Written request A |
Using the message about the error close() returns, decide whether each statement agrees with it: (i) fclose flushes buffers in user space; (ii) close can run out of disk space on any local file system; (iii) Orna's answer was about close. For each one, answer yes or no and quote the words that settle it.

Extract to read |
★ ★ ★ ★ ★ ★ ★
What's the practical use of the error close() returns?
Shachar Shemesh
shachar at shemesh.biz
Sat Jul 28 09:56:40 IDT 2012
On 07/27/2012 02:52 PM, Elazar Leibovich wrote:
>
> (as mentioned earlier, the "no space left" could just as well happen
> after the file was closed, so I don't mind that much it's not reported
> on a close())
>
Ehm, no.
First of all, please note a subtle but important difference between your
question and Orna's answer. You asked about close, she answered about
fclose.
Fclose is an stdio function, and performs a flush of the (user space)
buffers. As such, it is possible for it to run out of disk space. Close,
on the other hand, might only run out of disk space on remote file
systems (such as nfs), and even then, it depends on the local cache
coherency policy. I fail to see how an "out of disk space" might
possibly happen AFTER close, as all that's left then are caches.
★ ★ ★ ★ ★ ★ ★
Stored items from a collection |
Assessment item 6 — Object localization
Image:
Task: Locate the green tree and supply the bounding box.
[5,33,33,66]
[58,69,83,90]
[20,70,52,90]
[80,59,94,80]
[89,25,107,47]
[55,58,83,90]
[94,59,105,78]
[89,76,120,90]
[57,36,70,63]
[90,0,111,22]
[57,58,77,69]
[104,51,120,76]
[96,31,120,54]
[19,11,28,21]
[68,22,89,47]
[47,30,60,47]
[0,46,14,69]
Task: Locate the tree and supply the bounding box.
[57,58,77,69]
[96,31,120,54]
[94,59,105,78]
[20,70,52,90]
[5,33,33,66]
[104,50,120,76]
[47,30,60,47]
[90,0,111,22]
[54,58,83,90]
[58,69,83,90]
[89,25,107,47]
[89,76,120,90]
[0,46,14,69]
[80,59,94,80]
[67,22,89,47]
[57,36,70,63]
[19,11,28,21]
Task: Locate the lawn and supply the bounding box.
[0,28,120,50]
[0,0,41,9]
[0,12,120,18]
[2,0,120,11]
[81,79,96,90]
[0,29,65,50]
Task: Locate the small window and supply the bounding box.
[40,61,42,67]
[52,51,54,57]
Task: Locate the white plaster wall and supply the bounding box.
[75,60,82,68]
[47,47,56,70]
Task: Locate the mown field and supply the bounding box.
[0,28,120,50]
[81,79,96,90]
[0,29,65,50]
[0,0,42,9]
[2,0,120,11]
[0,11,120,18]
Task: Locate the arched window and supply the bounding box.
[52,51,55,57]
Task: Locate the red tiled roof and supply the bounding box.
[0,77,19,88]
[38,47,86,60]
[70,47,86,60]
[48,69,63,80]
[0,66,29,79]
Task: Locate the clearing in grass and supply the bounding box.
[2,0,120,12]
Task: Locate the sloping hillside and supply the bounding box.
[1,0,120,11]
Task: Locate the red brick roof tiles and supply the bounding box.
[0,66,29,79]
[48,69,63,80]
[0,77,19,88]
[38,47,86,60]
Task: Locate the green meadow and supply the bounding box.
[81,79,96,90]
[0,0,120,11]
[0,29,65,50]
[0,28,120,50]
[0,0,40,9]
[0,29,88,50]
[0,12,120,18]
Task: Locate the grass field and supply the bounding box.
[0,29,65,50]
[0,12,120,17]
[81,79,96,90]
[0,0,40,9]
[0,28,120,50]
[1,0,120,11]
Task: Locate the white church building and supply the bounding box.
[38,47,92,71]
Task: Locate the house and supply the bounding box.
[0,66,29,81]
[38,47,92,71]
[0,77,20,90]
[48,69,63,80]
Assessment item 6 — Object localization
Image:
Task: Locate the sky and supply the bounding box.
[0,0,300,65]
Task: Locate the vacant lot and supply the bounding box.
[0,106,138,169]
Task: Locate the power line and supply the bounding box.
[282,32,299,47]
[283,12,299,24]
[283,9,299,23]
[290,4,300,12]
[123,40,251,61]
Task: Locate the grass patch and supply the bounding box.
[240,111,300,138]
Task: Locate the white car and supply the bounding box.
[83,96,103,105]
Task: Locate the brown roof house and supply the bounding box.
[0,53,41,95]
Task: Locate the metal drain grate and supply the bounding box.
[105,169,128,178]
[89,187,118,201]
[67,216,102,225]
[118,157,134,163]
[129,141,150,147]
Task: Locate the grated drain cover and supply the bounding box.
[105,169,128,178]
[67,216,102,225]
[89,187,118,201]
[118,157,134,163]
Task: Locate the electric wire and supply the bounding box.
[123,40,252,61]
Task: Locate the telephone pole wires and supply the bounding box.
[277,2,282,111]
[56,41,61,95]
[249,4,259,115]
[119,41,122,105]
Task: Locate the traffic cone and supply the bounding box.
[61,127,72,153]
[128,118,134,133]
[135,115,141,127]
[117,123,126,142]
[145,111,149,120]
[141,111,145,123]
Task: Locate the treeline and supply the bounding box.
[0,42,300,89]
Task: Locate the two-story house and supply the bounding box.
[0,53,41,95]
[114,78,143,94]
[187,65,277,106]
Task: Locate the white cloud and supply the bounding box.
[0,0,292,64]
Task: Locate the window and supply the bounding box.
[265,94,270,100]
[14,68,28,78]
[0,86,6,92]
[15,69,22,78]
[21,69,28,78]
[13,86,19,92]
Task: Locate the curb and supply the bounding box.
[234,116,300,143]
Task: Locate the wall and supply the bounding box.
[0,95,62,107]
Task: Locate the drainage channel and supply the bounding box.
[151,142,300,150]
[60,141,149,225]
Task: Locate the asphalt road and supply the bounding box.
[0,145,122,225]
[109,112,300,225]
★ ★ ★ ★ ★ ★ ★
Written request B |
Repeat the lines of the rows from the line with "Task: Locate the green meadow" to the line with "[0,106,138,169]", including both of those lines.

Expected output A |
(i) Yes: "Fclose is an stdio function, and performs a flush of the (user space) buffers."
(ii) No: "Close, on the other hand, might only run out of disk space on remote file systems (such as nfs)"
(iii) No: "You asked about close, she answered about fclose."

Expected output B |
Task: Locate the green meadow and supply the bounding box.
[81,79,96,90]
[0,0,120,11]
[0,29,65,50]
[0,28,120,50]
[0,0,40,9]
[0,29,88,50]
[0,12,120,18]
Task: Locate the grass field and supply the bounding box.
[0,29,65,50]
[0,12,120,17]
[81,79,96,90]
[0,0,40,9]
[0,28,120,50]
[1,0,120,11]
Task: Locate the white church building and supply the bounding box.
[38,47,92,71]
Task: Locate the house and supply the bounding box.
[0,66,29,81]
[38,47,92,71]
[0,77,20,90]
[48,69,63,80]
Assessment item 6 — Object localization
Image:
Task: Locate the sky and supply the bounding box.
[0,0,300,65]
Task: Locate the vacant lot and supply the bounding box.
[0,106,138,169]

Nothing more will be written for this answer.